▶ _DETALLES DEL EJERCICIO_: Enumera, por favor, todos los nombres propios que aparecen en el texto sobre el relámpago, en el orden en que se mencionan.

▶ _TEXTO EXTRAÍDO_:

------------------------------------

Múltiples mitologías y cosmologías atribuyen valores al relámpago. Las
descargas son señales. Presagian y anuncian la inminencia de la tormenta. Sus formas
dentadas pero gráficas exigen interpretación, un trazo mudo que a veces sugiere el de
las inscripciones islámicas; una taquigrafía a la vez de cegadora claridad y de
enigmático silencio (hasta el destello más feroz es mudo). El rayo parece más
amenazante cuando no lo sigue un trueno: descargas de calor sobre un mar en sí
demasiado calmo. Al relámpago se le ha visto como cazador: rayos globulares azotan
una casa o atrapan al caminante en el páramo; quienes se descuidan buscan refugio
bajo un árbol. ¿Esas flechas blancas o color turquesa son el privilegio asesino de
Zeus? ¿Del volcánico patriarca del Sinaí? Los rayos-arco de alto voltaje pueden
generarse en un laboratorio. El poeta (Hölderlin) sabe que, bajo riesgo de muerte,
puede tratar de atrapar uno entre sus manos temerosas.
Pero hay más implicaciones. Tenemos que advertir la diferencia entre «hablar» y
«decir». La expresión no garantiza significado. Toda forma y todo código, orgánico o
construido, puede comunicar información, producir emoción. Nuestra misma
existencia es una lectura constante del mundo; un ejercicio de desciframiento, de
interpretación dentro de una cámara de eco que tiene infinidad de mensajes
semióticos. Pero esto no necesariamente implica claridad; no necesariamente asegura
significado con su potencial y su rendición de paráfrasis y traducibilidad. En este
aforismo el relámpago habla con claridad. Si Epicarno hubiera leído a Heráclito,
¿habría sabido del fenómeno zoroástrico del fuego eterno? Tiene «sentido», lo que en
cierto modo resulta una hazaña prodigiosa. ¿Cómo escuchamos su silencio? Puede
ser oportuno emplear la metáfora muda del «oído interno», de informar mudez. Las
propuestas no expresadas no son algo místico. Pensemos en los intervalos que existen
en la música; en los espacios en blanco fundamentales para algunos de los poemas o
pinturas más decisivos de la modernidad. Poetas y filósofos, como Keats o
Wittgenstein, aseguran que la esencia de su significado radica en lo no dicho, en esas
«melodías no escuchadas» o que están entre líneas. Pensemos en el idioma como un
«silencio ensordecedor», o como las sirenas de Kafka que amenazan con no emitir su
canto.

------------------------------------

▶ _LÍNEAS DE DATOS_:
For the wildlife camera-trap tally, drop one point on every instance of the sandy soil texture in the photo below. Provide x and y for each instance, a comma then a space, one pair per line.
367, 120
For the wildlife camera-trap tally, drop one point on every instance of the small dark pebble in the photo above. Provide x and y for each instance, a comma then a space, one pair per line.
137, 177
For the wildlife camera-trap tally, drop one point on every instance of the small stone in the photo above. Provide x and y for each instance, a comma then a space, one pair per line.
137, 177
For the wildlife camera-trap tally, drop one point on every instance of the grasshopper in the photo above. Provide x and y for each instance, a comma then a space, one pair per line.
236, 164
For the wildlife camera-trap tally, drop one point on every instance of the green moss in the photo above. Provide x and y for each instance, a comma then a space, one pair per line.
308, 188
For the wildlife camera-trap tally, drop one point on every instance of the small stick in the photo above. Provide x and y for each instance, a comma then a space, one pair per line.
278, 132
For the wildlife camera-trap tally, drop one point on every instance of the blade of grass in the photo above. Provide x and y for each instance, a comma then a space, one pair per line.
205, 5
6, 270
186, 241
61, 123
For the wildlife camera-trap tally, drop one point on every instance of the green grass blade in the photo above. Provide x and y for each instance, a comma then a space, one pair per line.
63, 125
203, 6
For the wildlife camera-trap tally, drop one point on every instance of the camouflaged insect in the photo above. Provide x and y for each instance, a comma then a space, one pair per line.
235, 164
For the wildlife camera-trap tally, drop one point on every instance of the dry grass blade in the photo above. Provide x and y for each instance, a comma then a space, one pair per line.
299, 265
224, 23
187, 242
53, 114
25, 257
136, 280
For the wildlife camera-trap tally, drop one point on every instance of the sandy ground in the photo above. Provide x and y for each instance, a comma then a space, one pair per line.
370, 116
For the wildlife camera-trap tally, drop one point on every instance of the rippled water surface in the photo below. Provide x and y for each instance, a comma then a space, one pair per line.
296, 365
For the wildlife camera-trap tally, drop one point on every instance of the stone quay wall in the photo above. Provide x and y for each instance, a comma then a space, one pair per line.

------------------------------------

▶ _LA SOLUCIÓN_: Zeus, Sinaí, Hölderlin, Epicarno, Heráclito, Keats, Wittgenstein, Kafka